▸ GIVEN TEXT
Could Advanced Neutron Gauging Improve Quality
Control in Li-ion Battery Manufacturing Processes?
John P Barton Feb 10 2013
In the manufacture of Li-ion batteries, long sandwich strips are assembled with a polymer separator between the metal anode and cathode plates. Faults in the separator layer could lead during subsequent usage to short circuits developing internally in the cell. Advanced neutron gauging, during manufacture, may complement other methods of quality control. For example, depending on the energies of neutrons and energy sensitivity of the detectors, the hydrogen in the separator may provide greater sensitivity to faults than complementary techniques, such as gamma ray on-line gauging. In this paper the question is asked: could neutron radiologists be of assistance to those responsible for aviation safety reviews or others working to allow the Boeing 787 aircraft to resume programs following the battery incidents of Jan 7 and Jan 16 2013?
Background information in a previous article “Li-ion Burned Batteries: Neutron Tests Options?” includes a description of the batteries, graphics and related references. [1-2].
On Feb 7 2013 The US National Transportation Safety Board (NTSB), investigating the Jan 7 fire on a Japan Airlines plane parked at Boston Airport, gave preliminary findings at a news briefing. Investigators, NTSB explained, had so far ruled out two possible causes: a mechanical shock or an electrical shock from outside the battery.
NTSB stated recorded data from the plane showed the voltage of the 8 cell battery unexpectedly dropped from 32 volts to 28 volts, indicating a short circuit in one 4 volt cell. Other indications point to an event started by internal short circuiting in a single cell, followed by “thermal runaway” and overheating that propagated to adjacent cells.
The NTSB Chairwoman, Ms. D. Hersman, is reported to have stated “We have not yet identified what the cause of the short circuit is. We are looking at the design of the battery, at the manufacturing, and we are also looking at the cell charging. There are a lot of things we are still looking at.” She is also reported to have said that investigators have a long road ahead to flesh out all of the possible hazards, and that the NTSB plan to provide an interim report of findings in 30 days.

(Segmentation mask listing)
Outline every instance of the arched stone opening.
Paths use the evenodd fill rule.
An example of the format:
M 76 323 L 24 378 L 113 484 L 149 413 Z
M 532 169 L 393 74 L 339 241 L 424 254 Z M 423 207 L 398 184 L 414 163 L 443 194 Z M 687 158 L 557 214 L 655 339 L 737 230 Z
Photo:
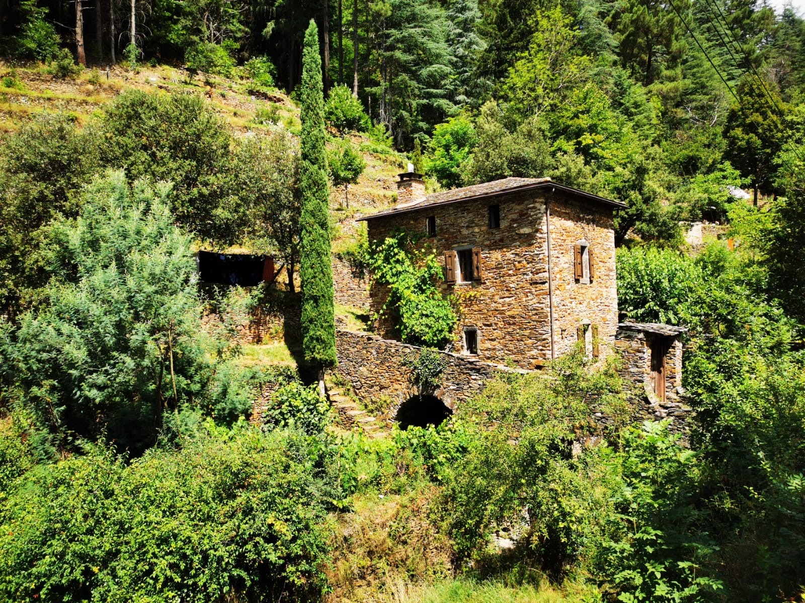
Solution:
M 394 420 L 399 423 L 400 429 L 407 429 L 411 425 L 438 425 L 451 415 L 452 411 L 436 396 L 415 395 L 400 404 Z

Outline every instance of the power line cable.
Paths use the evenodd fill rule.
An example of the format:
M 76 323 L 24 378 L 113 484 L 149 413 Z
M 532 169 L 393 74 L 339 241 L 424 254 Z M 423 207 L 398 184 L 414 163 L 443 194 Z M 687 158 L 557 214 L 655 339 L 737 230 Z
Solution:
M 724 35 L 726 35 L 726 30 L 729 29 L 730 31 L 730 34 L 731 34 L 730 37 L 732 38 L 732 39 L 733 39 L 733 43 L 735 44 L 735 47 L 744 55 L 744 58 L 746 59 L 746 64 L 749 66 L 749 68 L 754 73 L 754 76 L 757 79 L 758 83 L 763 88 L 763 91 L 766 92 L 766 96 L 768 96 L 769 100 L 771 101 L 771 105 L 774 105 L 774 109 L 776 109 L 776 111 L 777 111 L 776 113 L 773 110 L 769 112 L 770 115 L 772 117 L 771 123 L 774 125 L 775 129 L 778 131 L 778 133 L 779 133 L 782 136 L 785 137 L 788 133 L 788 130 L 780 122 L 780 117 L 782 115 L 782 109 L 777 104 L 777 100 L 774 99 L 774 96 L 772 96 L 771 92 L 769 91 L 769 88 L 766 87 L 766 82 L 764 81 L 763 78 L 761 76 L 760 73 L 758 72 L 758 69 L 755 68 L 754 64 L 752 63 L 752 59 L 749 58 L 749 53 L 746 52 L 746 51 L 744 49 L 743 46 L 741 44 L 740 40 L 738 40 L 737 36 L 735 34 L 734 29 L 733 28 L 730 28 L 730 27 L 729 27 L 729 22 L 727 20 L 727 17 L 724 15 L 724 12 L 721 10 L 721 7 L 719 6 L 717 0 L 704 0 L 704 2 L 705 2 L 705 4 L 707 5 L 708 10 L 710 11 L 711 15 L 712 15 L 714 17 L 714 20 L 718 24 L 719 27 L 722 27 L 722 23 L 723 23 L 723 29 L 724 30 Z M 721 21 L 719 21 L 718 15 L 716 15 L 715 14 L 715 12 L 712 10 L 712 7 L 713 5 L 716 6 L 716 10 L 718 11 L 718 14 L 721 16 Z M 729 47 L 727 45 L 727 43 L 724 41 L 724 39 L 721 37 L 720 33 L 718 31 L 718 27 L 716 28 L 716 34 L 718 34 L 719 39 L 721 40 L 722 43 L 724 43 L 724 47 L 727 49 L 727 51 L 729 53 L 729 55 L 733 58 L 733 61 L 735 63 L 735 66 L 738 68 L 739 71 L 743 71 L 745 73 L 746 72 L 746 69 L 741 68 L 740 61 L 736 58 L 735 55 L 733 54 L 733 52 L 730 50 Z M 786 142 L 788 142 L 788 144 L 791 145 L 791 150 L 794 151 L 794 153 L 795 153 L 795 154 L 796 154 L 797 158 L 800 161 L 805 161 L 805 159 L 803 158 L 803 156 L 801 154 L 799 154 L 799 151 L 796 148 L 796 146 L 795 146 L 794 142 L 792 141 L 786 141 Z

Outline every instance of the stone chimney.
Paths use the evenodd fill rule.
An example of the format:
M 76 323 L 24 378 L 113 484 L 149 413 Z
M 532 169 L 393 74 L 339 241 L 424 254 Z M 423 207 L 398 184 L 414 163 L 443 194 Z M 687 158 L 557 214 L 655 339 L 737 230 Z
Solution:
M 422 174 L 414 171 L 414 166 L 408 164 L 408 171 L 398 174 L 397 182 L 397 207 L 418 203 L 425 199 L 425 183 Z

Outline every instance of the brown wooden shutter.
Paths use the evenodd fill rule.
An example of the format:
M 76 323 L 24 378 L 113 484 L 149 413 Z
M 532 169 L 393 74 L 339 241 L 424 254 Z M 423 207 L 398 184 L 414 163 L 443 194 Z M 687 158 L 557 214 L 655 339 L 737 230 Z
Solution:
M 584 272 L 581 268 L 581 245 L 576 244 L 573 245 L 574 251 L 574 262 L 573 262 L 573 272 L 576 276 L 576 281 L 580 281 L 584 278 Z
M 444 267 L 446 273 L 444 280 L 448 285 L 456 282 L 456 252 L 444 252 Z
M 473 280 L 480 281 L 481 277 L 481 249 L 473 249 Z

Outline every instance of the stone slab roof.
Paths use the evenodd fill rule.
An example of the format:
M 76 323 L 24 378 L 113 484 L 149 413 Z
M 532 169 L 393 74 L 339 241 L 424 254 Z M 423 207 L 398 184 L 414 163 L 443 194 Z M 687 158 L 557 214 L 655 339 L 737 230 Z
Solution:
M 664 335 L 665 337 L 679 337 L 683 333 L 687 332 L 687 326 L 675 326 L 674 325 L 664 325 L 660 322 L 619 322 L 618 330 L 639 331 L 641 333 L 652 333 L 655 335 Z
M 366 215 L 358 218 L 358 220 L 369 220 L 374 218 L 380 218 L 387 215 L 396 215 L 409 211 L 416 211 L 425 207 L 431 207 L 436 205 L 447 205 L 461 201 L 469 201 L 471 199 L 483 199 L 485 197 L 493 197 L 499 195 L 516 192 L 518 191 L 530 191 L 534 189 L 552 188 L 557 191 L 582 197 L 596 203 L 603 203 L 611 207 L 625 207 L 625 203 L 620 201 L 613 201 L 609 199 L 599 197 L 597 195 L 586 193 L 584 191 L 565 187 L 564 184 L 555 183 L 550 178 L 504 178 L 502 180 L 493 180 L 491 183 L 483 184 L 473 184 L 472 187 L 463 187 L 454 188 L 452 191 L 444 191 L 439 193 L 428 195 L 422 201 L 415 203 L 407 204 L 397 207 L 394 209 L 380 213 Z

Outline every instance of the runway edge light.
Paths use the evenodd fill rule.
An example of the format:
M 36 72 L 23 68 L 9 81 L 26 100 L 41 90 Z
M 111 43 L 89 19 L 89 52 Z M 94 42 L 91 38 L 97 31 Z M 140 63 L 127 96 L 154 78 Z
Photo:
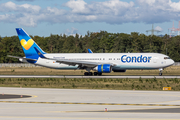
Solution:
M 171 87 L 163 87 L 163 90 L 171 90 Z

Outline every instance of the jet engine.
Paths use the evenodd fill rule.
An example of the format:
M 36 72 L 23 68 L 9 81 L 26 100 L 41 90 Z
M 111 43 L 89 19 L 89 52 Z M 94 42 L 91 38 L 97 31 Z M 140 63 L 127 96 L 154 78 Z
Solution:
M 109 64 L 102 64 L 98 65 L 93 70 L 97 71 L 98 73 L 110 73 L 112 71 L 112 66 Z

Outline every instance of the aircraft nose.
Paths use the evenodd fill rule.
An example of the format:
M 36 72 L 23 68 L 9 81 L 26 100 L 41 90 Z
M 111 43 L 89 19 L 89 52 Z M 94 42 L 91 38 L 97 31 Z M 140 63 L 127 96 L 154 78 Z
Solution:
M 174 60 L 171 59 L 171 64 L 173 65 L 174 63 L 175 63 Z

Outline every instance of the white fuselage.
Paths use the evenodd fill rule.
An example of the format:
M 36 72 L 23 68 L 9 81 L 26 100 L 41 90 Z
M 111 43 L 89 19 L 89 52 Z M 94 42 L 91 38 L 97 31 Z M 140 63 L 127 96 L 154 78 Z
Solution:
M 44 54 L 48 58 L 89 61 L 114 64 L 112 69 L 159 69 L 171 66 L 174 61 L 167 55 L 159 53 L 50 53 Z M 38 58 L 36 65 L 55 69 L 78 69 L 78 65 L 67 65 Z

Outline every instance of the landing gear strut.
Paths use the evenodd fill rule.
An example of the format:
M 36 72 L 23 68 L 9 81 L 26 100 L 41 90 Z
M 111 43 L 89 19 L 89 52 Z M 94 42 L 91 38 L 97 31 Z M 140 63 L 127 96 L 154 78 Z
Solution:
M 85 73 L 84 73 L 84 76 L 92 76 L 92 75 L 93 75 L 92 72 L 85 72 Z
M 163 72 L 163 69 L 160 68 L 160 69 L 159 69 L 159 76 L 162 76 L 162 72 Z
M 85 72 L 85 73 L 84 73 L 84 76 L 92 76 L 92 75 L 93 75 L 92 72 Z M 97 75 L 101 76 L 102 73 L 94 72 L 94 76 L 97 76 Z

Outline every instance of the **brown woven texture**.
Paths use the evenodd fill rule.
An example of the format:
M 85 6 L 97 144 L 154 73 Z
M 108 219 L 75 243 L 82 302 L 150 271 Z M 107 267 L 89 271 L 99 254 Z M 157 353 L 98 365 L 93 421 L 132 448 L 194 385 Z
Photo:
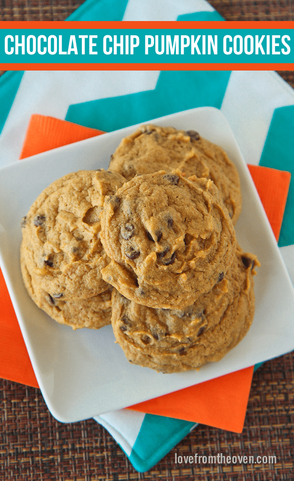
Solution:
M 139 0 L 138 0 L 139 1 Z M 0 0 L 0 21 L 64 20 L 74 0 Z M 294 20 L 293 1 L 214 0 L 230 20 Z M 294 87 L 293 72 L 279 72 Z M 254 374 L 243 432 L 197 426 L 147 472 L 138 473 L 94 420 L 63 424 L 39 389 L 0 380 L 0 481 L 292 481 L 294 480 L 294 355 L 265 363 Z M 175 456 L 275 456 L 269 464 L 181 464 Z M 264 459 L 266 461 L 265 458 Z

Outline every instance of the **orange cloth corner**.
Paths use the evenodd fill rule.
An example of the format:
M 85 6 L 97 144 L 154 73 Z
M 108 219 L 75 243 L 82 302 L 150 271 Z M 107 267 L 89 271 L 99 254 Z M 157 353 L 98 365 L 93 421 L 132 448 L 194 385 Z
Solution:
M 21 158 L 102 133 L 99 130 L 52 117 L 33 115 L 30 120 Z M 274 216 L 275 226 L 280 228 L 289 189 L 289 176 L 285 175 L 282 171 L 253 167 L 252 171 L 250 168 L 251 175 L 267 214 L 270 218 L 272 215 Z M 268 172 L 267 186 L 264 183 L 264 174 L 258 174 L 261 168 L 265 169 Z M 277 184 L 280 186 L 278 191 L 269 191 L 265 188 L 268 185 L 275 186 Z M 275 194 L 273 198 L 272 196 Z M 274 211 L 275 214 L 273 214 Z M 276 232 L 277 230 L 275 232 L 277 237 L 278 234 Z M 38 387 L 0 272 L 0 376 Z M 241 433 L 253 370 L 253 367 L 248 367 L 128 409 L 187 419 Z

▸ TASK INSTRUCTIONS
Please retype the passage of the neutron gauging text from "On Feb 7 2013" to "to adjacent cells.", keeping every word and mark unchanged. The listing isn't needed for anything here.

▸ COMPLETED EXERCISE
On Feb 7 2013 The US National Transportation Safety Board (NTSB), investigating the Jan 7 fire on a Japan Airlines plane parked at Boston Airport, gave preliminary findings at a news briefing. Investigators, NTSB explained, had so far ruled out two possible causes: a mechanical shock or an electrical shock from outside the battery.
NTSB stated recorded data from the plane showed the voltage of the 8 cell battery unexpectedly dropped from 32 volts to 28 volts, indicating a short circuit in one 4 volt cell. Other indications point to an event started by internal short circuiting in a single cell, followed by “thermal runaway” and overheating that propagated to adjacent cells.